- _AANGELEVERD FRAGMENT_:

Het onderzoek laat grote verschillen zien tussen de aanpak van (gecertificeerde) arbodiensten en de verzuimdienstverleners. Bij met name de niet gecertificeerde arbodiensten, waarbij de casemanager de liaison tussen werkgever en bedrijfsarts is, zien we dat men meer moeite heeft met de uitbreiding richting preventieve taken. De bedrijfsarts wordt bij hen vaak pas ingezet als een verzuimdossier daarom vraagt.
Een richtinggevend instrument om preventieve inzet te bepalen is een digitale vragenlijst onder alle medewerkers. De uitkomsten worden vervolgens door een A&O-deskundige, een arbeidsdeskundige, een bedrijfsarts of een (register-)casemanager beoordeeld om daarna gericht aan de slag te kunnen gaan met preventieve maatregelen.
Verzuimbegeleiding kent vaak geen preventie
Andere respondenten vertalen de input uit de spreekkamer naar organisatieniveau om dit (anoniem) in het Sociaal Medisch Team in te brengen.

- _OPDRACHT A_:
Beantwoord met behulp van het fragment over arbodiensten en preventie:
(i) Wanneer wordt de bedrijfsarts bij de niet gecertificeerde arbodiensten vaak pas ingezet?
(ii) Welk instrument wordt genoemd als richtinggevend om preventieve inzet te bepalen?
(iii) Waar brengen andere respondenten de input uit de spreekkamer in?
- _OPDRACHT B_:
Zet het fragment over arbodiensten en preventie voort na de laatste zin.
De items staan los van het fragment.

- _AANGELEVERDE GEGEVENS_:
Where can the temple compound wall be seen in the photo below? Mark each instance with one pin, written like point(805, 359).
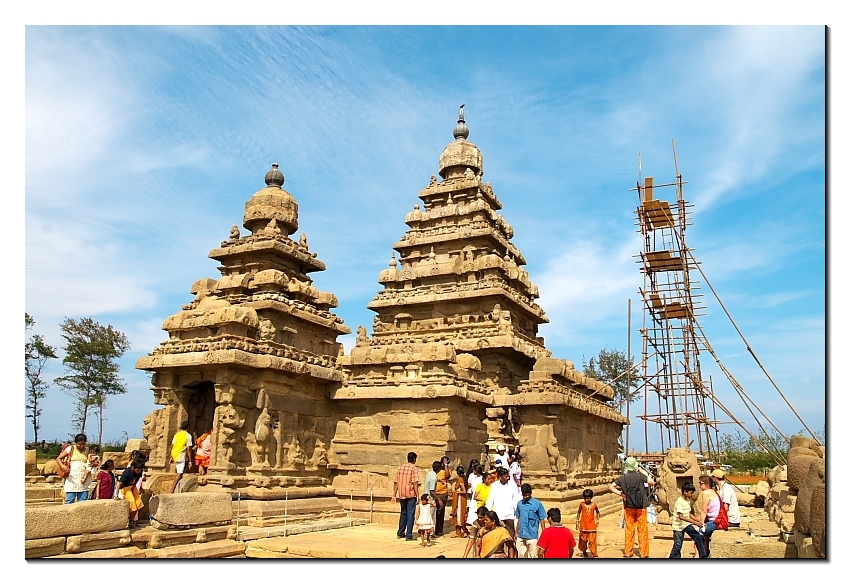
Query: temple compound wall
point(454, 364)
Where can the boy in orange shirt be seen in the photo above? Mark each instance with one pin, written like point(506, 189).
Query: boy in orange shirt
point(587, 521)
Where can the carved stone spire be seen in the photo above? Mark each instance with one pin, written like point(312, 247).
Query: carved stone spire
point(461, 131)
point(274, 177)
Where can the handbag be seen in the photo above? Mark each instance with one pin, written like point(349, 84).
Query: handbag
point(722, 520)
point(64, 471)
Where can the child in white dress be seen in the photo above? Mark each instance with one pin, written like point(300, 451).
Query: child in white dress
point(425, 511)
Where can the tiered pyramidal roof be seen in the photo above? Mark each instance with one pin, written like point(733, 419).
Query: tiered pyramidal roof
point(457, 288)
point(264, 303)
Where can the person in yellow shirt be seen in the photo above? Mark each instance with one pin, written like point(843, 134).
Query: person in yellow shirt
point(181, 453)
point(442, 492)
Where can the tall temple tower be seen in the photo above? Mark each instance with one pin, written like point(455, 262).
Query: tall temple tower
point(455, 364)
point(453, 367)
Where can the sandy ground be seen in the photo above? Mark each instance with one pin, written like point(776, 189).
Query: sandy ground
point(380, 541)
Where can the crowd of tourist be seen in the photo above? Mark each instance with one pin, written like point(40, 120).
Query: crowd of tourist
point(491, 507)
point(497, 513)
point(86, 478)
point(490, 504)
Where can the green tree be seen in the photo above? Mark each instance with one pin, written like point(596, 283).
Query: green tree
point(611, 367)
point(36, 354)
point(92, 373)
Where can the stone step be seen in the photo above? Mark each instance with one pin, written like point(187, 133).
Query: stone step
point(291, 520)
point(257, 532)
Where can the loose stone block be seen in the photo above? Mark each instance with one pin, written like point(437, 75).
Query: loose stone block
point(44, 547)
point(762, 490)
point(120, 553)
point(80, 518)
point(817, 518)
point(30, 463)
point(210, 550)
point(191, 509)
point(97, 541)
point(798, 468)
point(50, 468)
point(805, 548)
point(814, 477)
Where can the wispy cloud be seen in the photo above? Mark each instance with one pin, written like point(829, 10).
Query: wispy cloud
point(143, 145)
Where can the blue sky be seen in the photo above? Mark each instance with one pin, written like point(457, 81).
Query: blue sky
point(143, 144)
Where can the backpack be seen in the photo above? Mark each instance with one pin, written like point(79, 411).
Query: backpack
point(635, 492)
point(722, 520)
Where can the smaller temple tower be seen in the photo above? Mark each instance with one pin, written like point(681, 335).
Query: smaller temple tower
point(252, 356)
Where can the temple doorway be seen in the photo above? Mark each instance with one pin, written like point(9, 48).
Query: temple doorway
point(201, 408)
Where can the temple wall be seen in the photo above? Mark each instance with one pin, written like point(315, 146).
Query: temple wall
point(376, 435)
point(560, 440)
point(262, 421)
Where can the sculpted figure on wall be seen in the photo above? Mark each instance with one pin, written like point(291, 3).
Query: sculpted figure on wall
point(153, 430)
point(320, 454)
point(258, 441)
point(293, 453)
point(267, 330)
point(362, 338)
point(230, 421)
point(553, 452)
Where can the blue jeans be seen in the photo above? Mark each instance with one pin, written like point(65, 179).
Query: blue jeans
point(709, 528)
point(679, 539)
point(71, 497)
point(408, 514)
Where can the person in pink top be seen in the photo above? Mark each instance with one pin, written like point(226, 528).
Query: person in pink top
point(709, 502)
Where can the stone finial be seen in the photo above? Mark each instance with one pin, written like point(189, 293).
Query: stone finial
point(274, 177)
point(461, 131)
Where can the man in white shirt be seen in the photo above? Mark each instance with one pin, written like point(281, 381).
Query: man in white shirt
point(503, 499)
point(500, 460)
point(728, 497)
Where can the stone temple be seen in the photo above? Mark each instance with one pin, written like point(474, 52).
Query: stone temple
point(454, 364)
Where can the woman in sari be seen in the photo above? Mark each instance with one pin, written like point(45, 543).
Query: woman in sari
point(496, 542)
point(74, 461)
point(475, 477)
point(203, 452)
point(459, 504)
point(105, 482)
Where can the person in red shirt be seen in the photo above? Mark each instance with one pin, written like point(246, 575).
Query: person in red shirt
point(587, 521)
point(557, 541)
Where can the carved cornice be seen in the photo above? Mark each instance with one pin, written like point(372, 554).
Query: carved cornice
point(459, 291)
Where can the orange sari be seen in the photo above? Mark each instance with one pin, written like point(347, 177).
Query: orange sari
point(202, 454)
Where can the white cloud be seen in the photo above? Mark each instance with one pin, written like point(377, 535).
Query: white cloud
point(70, 270)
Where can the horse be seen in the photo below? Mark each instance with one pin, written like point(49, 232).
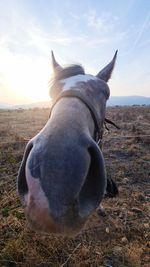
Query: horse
point(62, 177)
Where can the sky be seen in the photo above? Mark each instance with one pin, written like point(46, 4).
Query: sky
point(86, 32)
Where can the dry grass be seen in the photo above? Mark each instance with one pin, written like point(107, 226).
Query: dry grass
point(121, 239)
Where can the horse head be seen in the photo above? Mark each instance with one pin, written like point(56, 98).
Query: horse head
point(62, 177)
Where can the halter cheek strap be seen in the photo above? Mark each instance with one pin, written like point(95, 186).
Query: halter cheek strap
point(98, 132)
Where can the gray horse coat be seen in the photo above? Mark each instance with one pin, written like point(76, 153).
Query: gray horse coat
point(62, 178)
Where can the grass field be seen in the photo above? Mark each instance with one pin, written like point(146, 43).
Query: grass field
point(122, 238)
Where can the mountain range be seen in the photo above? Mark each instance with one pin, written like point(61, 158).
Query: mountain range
point(113, 101)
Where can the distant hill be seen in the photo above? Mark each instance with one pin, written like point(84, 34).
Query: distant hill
point(128, 100)
point(113, 101)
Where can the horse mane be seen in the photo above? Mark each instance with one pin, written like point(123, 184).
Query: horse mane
point(66, 72)
point(61, 74)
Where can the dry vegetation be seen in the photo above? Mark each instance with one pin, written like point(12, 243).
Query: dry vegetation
point(121, 239)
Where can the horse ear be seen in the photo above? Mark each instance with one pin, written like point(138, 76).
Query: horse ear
point(55, 65)
point(106, 72)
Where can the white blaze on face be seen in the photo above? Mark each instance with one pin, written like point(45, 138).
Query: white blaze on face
point(72, 81)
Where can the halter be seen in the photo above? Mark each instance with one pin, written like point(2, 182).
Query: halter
point(98, 132)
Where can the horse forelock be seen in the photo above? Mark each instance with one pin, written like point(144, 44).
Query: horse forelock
point(64, 73)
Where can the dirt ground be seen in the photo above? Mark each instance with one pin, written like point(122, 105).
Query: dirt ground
point(121, 238)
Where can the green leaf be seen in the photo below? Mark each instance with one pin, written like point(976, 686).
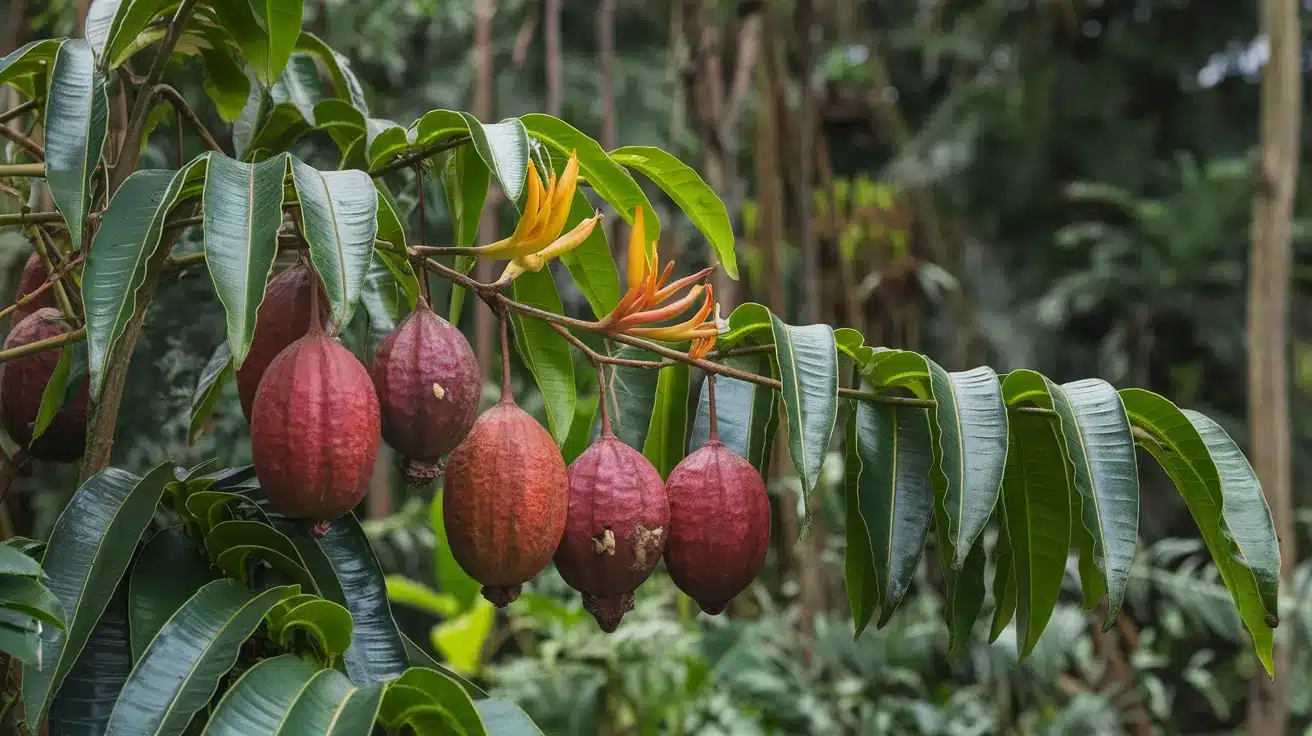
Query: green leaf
point(630, 395)
point(1004, 588)
point(668, 430)
point(970, 428)
point(420, 686)
point(808, 368)
point(168, 571)
point(591, 263)
point(88, 693)
point(91, 547)
point(747, 415)
point(28, 67)
point(180, 669)
point(545, 352)
point(1037, 491)
point(896, 499)
point(693, 196)
point(1106, 476)
point(332, 706)
point(125, 245)
point(243, 211)
point(112, 25)
point(354, 579)
point(76, 117)
point(608, 179)
point(860, 575)
point(504, 148)
point(215, 374)
point(1224, 497)
point(340, 215)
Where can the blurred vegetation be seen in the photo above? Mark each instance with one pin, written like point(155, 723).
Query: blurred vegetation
point(1063, 185)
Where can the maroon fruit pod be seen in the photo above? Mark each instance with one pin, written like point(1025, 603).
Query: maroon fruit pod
point(22, 383)
point(615, 528)
point(282, 319)
point(719, 522)
point(315, 429)
point(428, 385)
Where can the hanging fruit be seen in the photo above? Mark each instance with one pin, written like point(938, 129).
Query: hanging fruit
point(315, 427)
point(504, 500)
point(719, 522)
point(615, 528)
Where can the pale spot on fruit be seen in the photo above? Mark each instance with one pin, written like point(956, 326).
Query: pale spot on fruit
point(606, 545)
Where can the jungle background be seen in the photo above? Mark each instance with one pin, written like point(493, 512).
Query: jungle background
point(1064, 185)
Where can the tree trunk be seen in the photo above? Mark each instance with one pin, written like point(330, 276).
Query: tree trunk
point(1268, 319)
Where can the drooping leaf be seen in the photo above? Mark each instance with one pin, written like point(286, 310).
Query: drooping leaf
point(545, 352)
point(76, 118)
point(970, 428)
point(168, 571)
point(123, 248)
point(180, 669)
point(1035, 509)
point(92, 685)
point(896, 499)
point(377, 652)
point(215, 374)
point(1106, 475)
point(91, 546)
point(808, 369)
point(243, 211)
point(668, 430)
point(1193, 457)
point(340, 211)
point(608, 179)
point(693, 196)
point(591, 264)
point(630, 395)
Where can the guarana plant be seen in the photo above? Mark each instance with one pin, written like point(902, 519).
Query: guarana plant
point(225, 614)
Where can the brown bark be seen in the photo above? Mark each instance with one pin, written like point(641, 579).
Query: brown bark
point(1268, 318)
point(484, 326)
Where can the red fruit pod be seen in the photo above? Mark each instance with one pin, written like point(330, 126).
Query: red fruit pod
point(315, 429)
point(615, 528)
point(719, 522)
point(22, 383)
point(33, 277)
point(282, 319)
point(429, 385)
point(504, 501)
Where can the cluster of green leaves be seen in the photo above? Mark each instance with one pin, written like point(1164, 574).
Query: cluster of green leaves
point(232, 618)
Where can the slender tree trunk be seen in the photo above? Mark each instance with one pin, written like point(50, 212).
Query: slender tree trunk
point(1268, 319)
point(482, 109)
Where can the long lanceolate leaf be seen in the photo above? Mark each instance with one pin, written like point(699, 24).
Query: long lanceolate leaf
point(243, 211)
point(181, 667)
point(808, 369)
point(1216, 483)
point(1035, 511)
point(76, 116)
point(91, 546)
point(125, 245)
point(1106, 476)
point(970, 429)
point(340, 213)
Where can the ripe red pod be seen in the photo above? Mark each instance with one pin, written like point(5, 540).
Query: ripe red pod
point(615, 528)
point(315, 429)
point(282, 319)
point(504, 501)
point(428, 385)
point(33, 276)
point(22, 383)
point(719, 522)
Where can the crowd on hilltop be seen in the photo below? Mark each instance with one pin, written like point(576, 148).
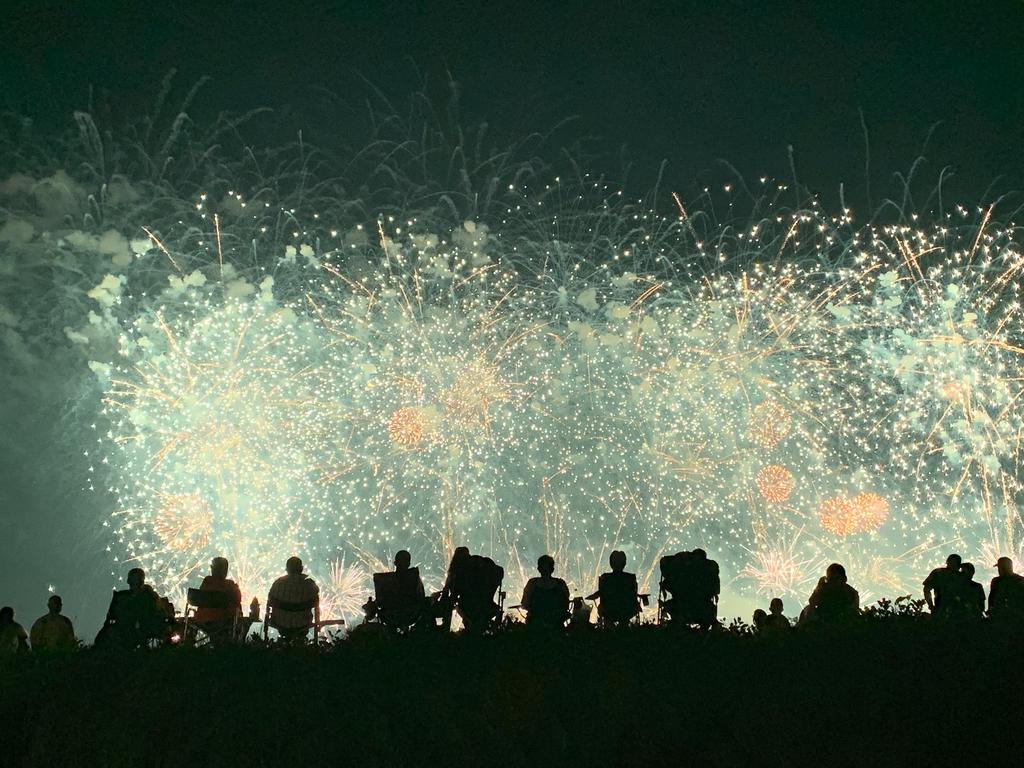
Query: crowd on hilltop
point(689, 590)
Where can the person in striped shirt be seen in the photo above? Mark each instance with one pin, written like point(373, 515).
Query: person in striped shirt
point(294, 587)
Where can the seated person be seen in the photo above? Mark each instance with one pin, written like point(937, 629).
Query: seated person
point(12, 637)
point(135, 615)
point(617, 591)
point(546, 598)
point(295, 588)
point(834, 599)
point(693, 583)
point(53, 631)
point(477, 581)
point(400, 600)
point(775, 621)
point(1006, 593)
point(219, 621)
point(444, 603)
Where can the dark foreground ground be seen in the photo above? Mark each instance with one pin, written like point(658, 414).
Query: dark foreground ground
point(883, 692)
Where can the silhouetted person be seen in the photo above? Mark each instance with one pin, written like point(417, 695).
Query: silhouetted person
point(944, 587)
point(546, 598)
point(834, 599)
point(135, 615)
point(53, 631)
point(218, 623)
point(400, 601)
point(758, 620)
point(693, 583)
point(12, 637)
point(775, 622)
point(477, 580)
point(972, 602)
point(1006, 593)
point(617, 592)
point(289, 592)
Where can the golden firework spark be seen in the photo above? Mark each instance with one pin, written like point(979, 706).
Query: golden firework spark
point(775, 483)
point(770, 423)
point(183, 521)
point(407, 427)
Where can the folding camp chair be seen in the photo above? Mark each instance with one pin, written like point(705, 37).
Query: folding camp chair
point(308, 606)
point(211, 600)
point(398, 603)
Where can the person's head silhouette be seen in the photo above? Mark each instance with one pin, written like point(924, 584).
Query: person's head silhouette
point(136, 578)
point(836, 573)
point(617, 561)
point(546, 565)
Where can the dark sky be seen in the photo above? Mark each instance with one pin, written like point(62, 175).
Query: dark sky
point(690, 82)
point(686, 82)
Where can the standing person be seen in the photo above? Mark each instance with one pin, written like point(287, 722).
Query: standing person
point(707, 588)
point(53, 631)
point(1006, 593)
point(292, 589)
point(546, 598)
point(944, 587)
point(775, 622)
point(12, 637)
point(973, 600)
point(835, 599)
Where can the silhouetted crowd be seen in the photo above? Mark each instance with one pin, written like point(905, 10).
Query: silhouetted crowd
point(688, 596)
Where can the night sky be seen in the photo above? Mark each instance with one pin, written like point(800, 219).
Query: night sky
point(686, 82)
point(683, 82)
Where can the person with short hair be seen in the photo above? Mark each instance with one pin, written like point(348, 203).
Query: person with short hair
point(219, 621)
point(944, 587)
point(1006, 593)
point(617, 592)
point(293, 588)
point(12, 636)
point(834, 599)
point(972, 602)
point(135, 615)
point(53, 631)
point(775, 621)
point(546, 598)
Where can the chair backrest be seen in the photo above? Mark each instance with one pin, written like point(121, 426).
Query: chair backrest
point(273, 603)
point(619, 596)
point(397, 590)
point(214, 599)
point(548, 606)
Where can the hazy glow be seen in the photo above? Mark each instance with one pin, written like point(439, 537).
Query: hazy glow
point(859, 403)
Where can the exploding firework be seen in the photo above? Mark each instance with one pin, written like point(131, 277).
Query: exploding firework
point(442, 388)
point(775, 483)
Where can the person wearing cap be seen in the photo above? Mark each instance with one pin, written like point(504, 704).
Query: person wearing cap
point(1006, 593)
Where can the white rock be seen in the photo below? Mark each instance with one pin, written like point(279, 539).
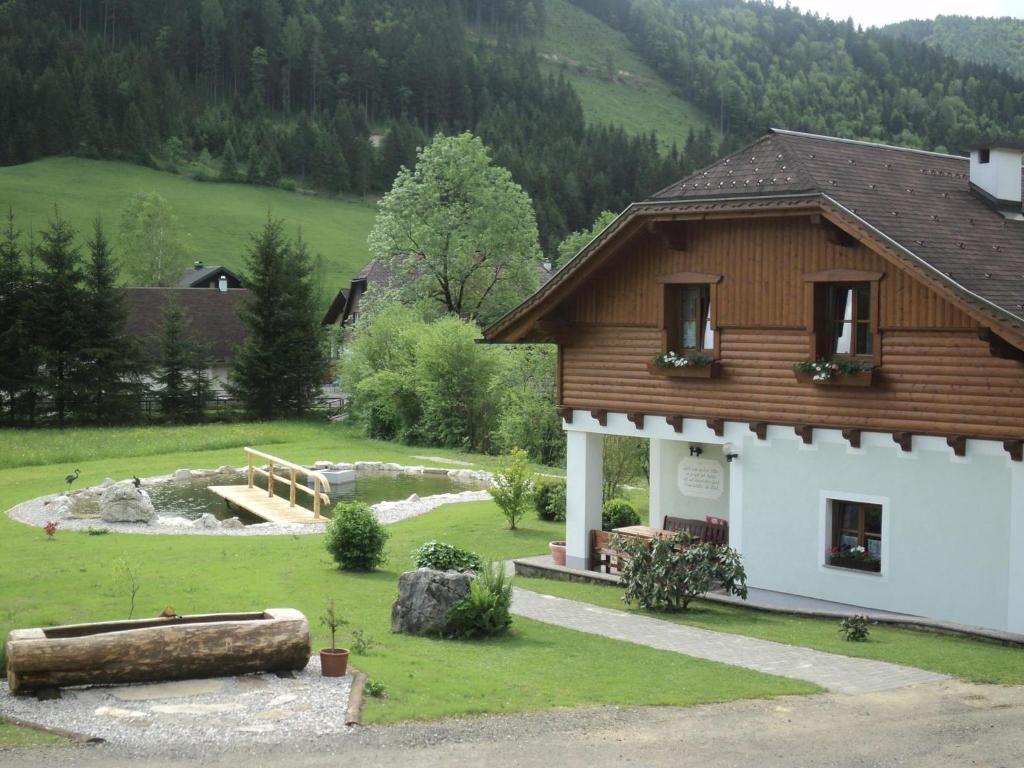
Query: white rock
point(122, 502)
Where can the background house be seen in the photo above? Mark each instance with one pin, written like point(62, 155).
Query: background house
point(904, 266)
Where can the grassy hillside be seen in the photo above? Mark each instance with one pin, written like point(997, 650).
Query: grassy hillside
point(998, 42)
point(614, 85)
point(219, 217)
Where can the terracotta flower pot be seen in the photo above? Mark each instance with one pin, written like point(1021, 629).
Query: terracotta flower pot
point(334, 662)
point(557, 552)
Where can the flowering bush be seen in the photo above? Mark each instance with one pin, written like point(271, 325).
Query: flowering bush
point(672, 359)
point(823, 370)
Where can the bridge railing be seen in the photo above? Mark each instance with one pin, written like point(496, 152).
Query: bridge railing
point(293, 471)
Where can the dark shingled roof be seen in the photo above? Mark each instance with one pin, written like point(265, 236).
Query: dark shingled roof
point(213, 315)
point(920, 201)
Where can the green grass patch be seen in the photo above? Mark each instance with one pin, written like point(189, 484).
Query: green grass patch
point(17, 736)
point(218, 217)
point(71, 579)
point(977, 660)
point(614, 85)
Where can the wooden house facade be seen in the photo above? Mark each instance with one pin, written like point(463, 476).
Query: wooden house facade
point(823, 341)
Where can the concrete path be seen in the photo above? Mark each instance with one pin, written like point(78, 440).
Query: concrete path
point(830, 671)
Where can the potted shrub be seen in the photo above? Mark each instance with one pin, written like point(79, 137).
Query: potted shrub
point(557, 552)
point(334, 660)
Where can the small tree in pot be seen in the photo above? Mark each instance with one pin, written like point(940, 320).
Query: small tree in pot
point(334, 660)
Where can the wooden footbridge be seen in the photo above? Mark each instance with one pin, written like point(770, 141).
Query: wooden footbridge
point(265, 503)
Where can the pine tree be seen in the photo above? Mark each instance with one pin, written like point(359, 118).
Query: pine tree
point(228, 163)
point(17, 366)
point(58, 316)
point(280, 367)
point(108, 378)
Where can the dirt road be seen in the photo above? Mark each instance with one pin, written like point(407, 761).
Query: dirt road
point(940, 724)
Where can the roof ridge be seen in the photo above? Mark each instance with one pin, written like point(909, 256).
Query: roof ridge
point(863, 142)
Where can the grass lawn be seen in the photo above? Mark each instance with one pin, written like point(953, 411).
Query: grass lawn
point(582, 46)
point(219, 217)
point(977, 660)
point(536, 667)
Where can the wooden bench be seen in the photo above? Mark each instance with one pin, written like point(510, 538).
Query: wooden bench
point(701, 530)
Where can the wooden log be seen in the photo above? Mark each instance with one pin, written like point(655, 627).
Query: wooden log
point(154, 649)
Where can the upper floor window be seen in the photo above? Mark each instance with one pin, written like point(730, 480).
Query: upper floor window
point(849, 308)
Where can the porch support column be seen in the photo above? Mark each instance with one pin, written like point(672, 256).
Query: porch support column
point(662, 481)
point(584, 462)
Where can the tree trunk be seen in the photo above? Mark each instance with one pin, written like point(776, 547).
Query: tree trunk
point(153, 649)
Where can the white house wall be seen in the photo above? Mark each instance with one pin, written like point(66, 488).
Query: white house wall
point(952, 527)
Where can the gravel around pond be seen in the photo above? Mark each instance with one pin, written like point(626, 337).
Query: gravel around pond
point(38, 512)
point(213, 715)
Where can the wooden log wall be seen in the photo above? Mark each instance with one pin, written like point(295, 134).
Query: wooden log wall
point(936, 377)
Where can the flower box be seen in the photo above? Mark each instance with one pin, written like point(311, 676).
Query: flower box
point(858, 379)
point(685, 372)
point(853, 563)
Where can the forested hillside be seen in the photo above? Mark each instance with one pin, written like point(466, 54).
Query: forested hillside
point(754, 66)
point(997, 42)
point(290, 91)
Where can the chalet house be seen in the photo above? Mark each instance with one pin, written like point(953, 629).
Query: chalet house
point(212, 315)
point(210, 276)
point(889, 477)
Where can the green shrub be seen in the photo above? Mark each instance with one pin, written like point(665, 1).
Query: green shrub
point(854, 629)
point(441, 556)
point(512, 488)
point(617, 513)
point(549, 500)
point(355, 539)
point(668, 573)
point(484, 611)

- _ANTWOORDVAK A_:
(i) Pas als een verzuimdossier daarom vraagt.
(ii) Een digitale vragenlijst onder alle medewerkers.
(iii) Anoniem in het Sociaal Medisch Team.

- _ANTWOORDVAK B_:
“Onze bedrijfsartsen worden geïnstrueerd dit punt aantoonbaar op te pakken. We gaan hierop ook intern auditeren”, laat een aanbieder weten. “Er zijn dus zeker arbodiensten die mooie oplossingen bieden voor preventie”, aldus De Zeeuw.
“Tegelijk blijkt ook uit de antwoorden dat er arbodienstverleners zijn die zich op dit moment vaak beperken tot verzuimbegeleiding. Preventie wordt door meer dan de helft van de aanbieders nog steeds gezien als een zaak van de klant. Pas als die een signaal afgeeft, komt de arbodienst in actie. Dat is bepaald niet wat de nieuwe Arbowet beoogt: die wil juist dat de arbodienstverlener met OR/PVT en werkgever om de tafel gaat om invulling te geven aan preventie.”
Open inloopspreekuur
Medewerkers krijgen (weer) het recht om desgewenst anoniem aan te kloppen bij de bedrijfsarts. Hoe hebben de aanbieders dat geregeld?
Een flinke meerderheid heeft dit al prima op orde. Van de respondenten geeft 65 procent aan dat dit via het secretariaat van de arbodienst geregeld is. Bij 35 procent zit de bedrijfsarts op locatie en staat de deur voor alle medewerkers open, 23 procent heeft altijd wel een gaatje op locatie van de arbodienst. 35 procent van de respondenten geeft aan dat dit ook via Personeelszaken of leidinggevende geregeld kan worden, maar omdat de anonimiteit dan niet geregeld is, mag dit natuurlijk nooit de enige optie zijn om in contact te komen met de bedrijfsarts.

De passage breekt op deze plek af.